Problem requirements:
I need the number of lines in the listing below that contain "green", and only that number.

Extracted entries:
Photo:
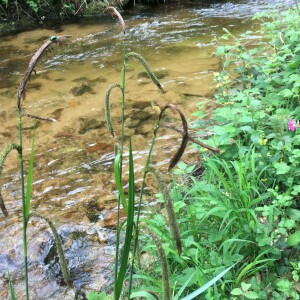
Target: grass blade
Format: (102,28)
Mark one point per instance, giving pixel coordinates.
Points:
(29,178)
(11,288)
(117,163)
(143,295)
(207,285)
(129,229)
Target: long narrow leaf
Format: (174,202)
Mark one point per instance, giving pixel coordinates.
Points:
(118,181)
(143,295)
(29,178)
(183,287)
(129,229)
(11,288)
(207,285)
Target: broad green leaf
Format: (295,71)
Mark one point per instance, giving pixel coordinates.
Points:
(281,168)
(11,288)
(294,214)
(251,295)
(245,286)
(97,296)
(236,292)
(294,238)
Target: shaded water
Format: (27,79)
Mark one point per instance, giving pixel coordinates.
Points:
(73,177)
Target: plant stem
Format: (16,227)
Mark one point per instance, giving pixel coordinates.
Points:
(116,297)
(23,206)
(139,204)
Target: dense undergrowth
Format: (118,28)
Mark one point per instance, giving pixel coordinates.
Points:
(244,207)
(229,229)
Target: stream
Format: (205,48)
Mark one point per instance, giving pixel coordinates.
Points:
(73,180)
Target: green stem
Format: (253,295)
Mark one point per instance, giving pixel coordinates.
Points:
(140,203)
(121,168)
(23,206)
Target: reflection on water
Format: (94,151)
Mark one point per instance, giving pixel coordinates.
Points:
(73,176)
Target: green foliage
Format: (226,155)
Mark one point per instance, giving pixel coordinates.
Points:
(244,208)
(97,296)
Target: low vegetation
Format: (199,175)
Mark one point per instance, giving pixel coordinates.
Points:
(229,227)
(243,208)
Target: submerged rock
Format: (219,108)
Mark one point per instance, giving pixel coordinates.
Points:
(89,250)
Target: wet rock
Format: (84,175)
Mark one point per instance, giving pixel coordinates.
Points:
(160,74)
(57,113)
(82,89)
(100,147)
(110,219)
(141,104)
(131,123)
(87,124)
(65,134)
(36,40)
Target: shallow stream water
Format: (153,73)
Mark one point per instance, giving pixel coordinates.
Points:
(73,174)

---

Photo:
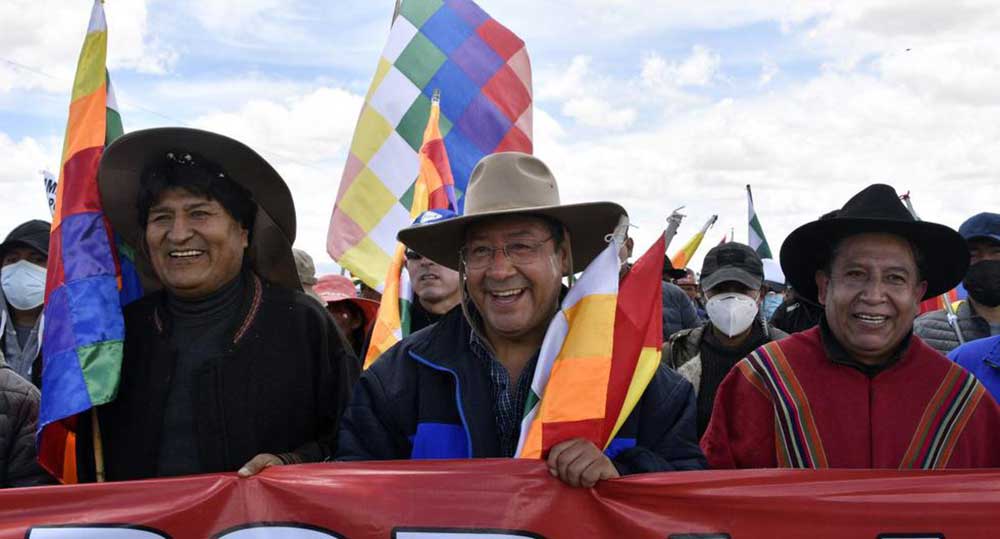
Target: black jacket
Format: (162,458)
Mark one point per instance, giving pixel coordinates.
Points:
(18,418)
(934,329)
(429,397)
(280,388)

...

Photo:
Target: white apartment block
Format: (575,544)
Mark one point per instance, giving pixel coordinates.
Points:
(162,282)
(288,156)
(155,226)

Task output:
3